• **ACTION ITEM**
Condense the paragraph beginning "In patients with the hereditary cancer syndrome" from the abstract on regulating the von Hippel-Lindau protein into a bulleted list that keeps its main facts.

• **TEXT PROVIDED**
Regulation of the von Hippel-Lindau Protein
Corn, Paul G.   
University of Texas MD Anderson Cancer Center, Houston, TX, United States

In patients with the hereditary cancer syndrome VHL disease, inactivation of the von Hippel-Lindau (VHL) tumor suppressor gene leads to the development of highly vascular tumors, including renal cell carcinomas and hemiangioblastomas. VHL is also inactivated in a majority of patients with sporadic renal carcinoma. Recent studies have suggested that the VHL protein (pVHL) functions as part of a multi-protein E3 ubiquitin ligase that targets the transcription factor Hypoxia-inducible factor-1 (HIF-1) for proteasomal degradation. Tumors lacking pVHL no longer degrade HIF-1 under normoxic conditions, leading to the aberrant upregulation of downstream genes such as vascular endothelial growth factor (VEGF). While pVHL is involved in the cellular response to various stress stimuli, factors that regulate pVHL levels and function in the cell are poorly understood. In our laboratory, using a yeast-2-hybrid approach, we have determined that Tat binding protein-1 (TBP-1) interacts with pVHL. TBP-1 is a component of the 19S regulatory complex of the 26S proteasome. Preliminary studies suggest that TBP-1 binds to and stabilizes pVHL in vivo by protecting it from proteasomal degradation. In addition TBP-1 appears to potentiate pVHL-mediated degradation of HIF1alpha. We will explore the role of TBP-1 in regulating VHL function by testing the following hypotheses: (1) TBP-1 acts as an important regulator of pVHL function. (2) Specific mutations of pVHL found in human tumors will interfere with binding to TBP-1, leading to a reduction in the stability of pVHL, and (3) Ubiquitin-mediated proteolysis plays a central role in controlling intracellular levels of pVHL. The following specific aims will be pursued: (1) To analyze the effects of TBP-1 on pVHL function during the cellular response to hypoxia and other stressful stimuli. (2) To identify the protein domains responsible for the interaction between pVHL and TBP-1 using deletion constructs and naturally occurring VHL mutations in a yeast-2-hybrid system, and using co-immunoprecipitation experiments in vitro and in vivo, (3) To characterize expression levels of pVHL under cellular stress and examine the mechanism for pVHL degradation in vivo.

Records from a data collection:

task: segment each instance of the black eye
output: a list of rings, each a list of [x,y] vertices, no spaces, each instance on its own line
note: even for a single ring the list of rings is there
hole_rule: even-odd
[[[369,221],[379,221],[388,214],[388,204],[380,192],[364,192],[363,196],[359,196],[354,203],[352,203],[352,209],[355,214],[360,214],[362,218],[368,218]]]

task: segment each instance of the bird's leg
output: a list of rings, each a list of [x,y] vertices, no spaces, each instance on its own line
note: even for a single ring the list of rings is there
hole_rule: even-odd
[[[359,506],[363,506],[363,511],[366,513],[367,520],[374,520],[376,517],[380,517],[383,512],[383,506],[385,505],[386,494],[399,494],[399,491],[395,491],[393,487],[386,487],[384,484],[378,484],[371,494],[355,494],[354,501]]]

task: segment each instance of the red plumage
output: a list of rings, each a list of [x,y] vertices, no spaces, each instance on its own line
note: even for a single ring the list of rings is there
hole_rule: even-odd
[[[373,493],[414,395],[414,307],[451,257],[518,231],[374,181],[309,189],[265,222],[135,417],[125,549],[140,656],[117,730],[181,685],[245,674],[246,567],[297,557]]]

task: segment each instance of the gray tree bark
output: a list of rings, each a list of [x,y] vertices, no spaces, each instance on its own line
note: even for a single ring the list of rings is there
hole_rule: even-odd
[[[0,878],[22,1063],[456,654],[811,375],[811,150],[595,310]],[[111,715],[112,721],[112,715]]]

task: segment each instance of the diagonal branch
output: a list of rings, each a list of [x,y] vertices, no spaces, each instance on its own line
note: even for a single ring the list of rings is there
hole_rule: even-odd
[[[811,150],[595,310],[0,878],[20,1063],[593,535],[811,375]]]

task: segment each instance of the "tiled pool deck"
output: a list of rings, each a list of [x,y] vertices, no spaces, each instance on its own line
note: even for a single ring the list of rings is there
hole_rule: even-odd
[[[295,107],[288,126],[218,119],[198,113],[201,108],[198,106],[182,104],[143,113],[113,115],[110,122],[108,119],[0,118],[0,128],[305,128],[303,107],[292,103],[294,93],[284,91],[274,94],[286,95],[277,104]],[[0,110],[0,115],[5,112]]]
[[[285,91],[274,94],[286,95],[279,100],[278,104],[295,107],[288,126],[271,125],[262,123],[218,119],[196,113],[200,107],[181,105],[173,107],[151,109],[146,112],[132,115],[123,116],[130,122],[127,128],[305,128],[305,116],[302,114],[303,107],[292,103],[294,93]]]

• **TASK SOLUTION**
- Inactivation of the VHL tumor suppressor gene causes highly vascular tumors, such as renal cell carcinomas and hemiangioblastomas, in people with hereditary VHL disease. VHL is also inactivated in most sporadic renal carcinomas.
- pVHL appears to act within a multi-protein E3 ubiquitin ligase that targets HIF-1 for proteasomal degradation.
- Without pVHL, tumors fail to degrade HIF-1 under normoxic conditions, so downstream genes such as VEGF are abnormally upregulated.
- pVHL takes part in cellular stress responses, but little is known about what controls its levels and function.
- A yeast-2-hybrid screen showed that pVHL interacts with TBP-1, a component of the 19S regulatory complex of the 26S proteasome.
- Early data suggest that TBP-1 binds and stabilizes pVHL in vivo by shielding it from proteasomal degradation, and that it enhances pVHL-mediated degradation of HIF1alpha.
- Hypotheses:
  - TBP-1 is an important regulator of pVHL function.
  - Tumor-derived pVHL mutations disrupt TBP-1 binding and reduce pVHL stability.
  - Ubiquitin-mediated proteolysis is central to controlling intracellular pVHL levels.
- Aims:
  - Analyze how TBP-1 affects pVHL function during hypoxia and other stresses.
  - Map the pVHL–TBP-1 interaction domains using deletion constructs and natural VHL mutations in a yeast-2-hybrid system, plus co-immunoprecipitation in vitro and in vivo.
  - Characterize pVHL expression under cellular stress and examine how pVHL is degraded in vivo.